Mardi Gras Day [livejournal.com profile] mshollie and I avoided the big parades and crowded tourist areas, staying in Marigny and the lower French Quarter. After mimosas at a friend's place we visited a few places around Marigny where revelers gather. The Society of Saint Anne seems to have split into two parts this year; I've heard various conflicting stories as to what was up with that. We caught at least a good bit of both.

For out of town readers, in addition to the big parades schedualed in the carnival guides and the paper, there are many delightful groups of various degrees of formality walking or rolling around the streets of a number of neighborhoods with impressive costumes &/or live bands &/or human propelled mini-floats. Some have been around for generations, others come and go each year. Saint Anne is one of the finest with the first two attributes.

We also caught Mondo Kayo and a group I hadn't heard of before but enjoyed, the "Krewe of Grotesque and Outlandish Habiliments". We spent some hours parading with the "Krewe of Kosmic Debris" and I played with the Pair-O-Dice Tumbers band. At Jackson Square the Krewe of Jieuxs passed through. Later we caught a group I don't know the name of with a band and a dance troupe all with "13" on their hats (from the 13th Ward?)

[livejournal.com profile] nola_photos has a number of posts by me and others with pix of this year's Mardi Gras.

I didn't catch the Panorama Band on Mardi Gras Day. Here's a YouTube video of them heading down Charters from Jackson Square doing one of their Eastern European tunes. (via Adrastos) I did catch the Panorama with, IIRC, the Knights of Chaos parade. Thoth needs to have them again next year!

[Data records]
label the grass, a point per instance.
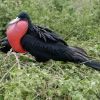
(77, 21)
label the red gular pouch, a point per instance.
(14, 33)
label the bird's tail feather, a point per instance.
(80, 56)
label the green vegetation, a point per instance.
(78, 22)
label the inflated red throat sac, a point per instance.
(14, 33)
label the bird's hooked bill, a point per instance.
(14, 21)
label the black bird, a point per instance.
(44, 44)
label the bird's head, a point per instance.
(22, 16)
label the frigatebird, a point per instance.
(44, 44)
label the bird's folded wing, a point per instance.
(47, 34)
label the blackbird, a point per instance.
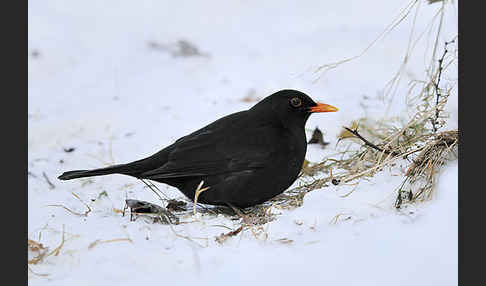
(245, 158)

[PROBLEM REQUIREMENTS]
In the Mardi Gras post, which band did the writer play with while parading with the "Krewe of Kosmic Debris"? The rows are separate material and are not part of the Mardi Gras post.

[CORRECT OUTPUT]
The Pair-O-Dice Tumbers band.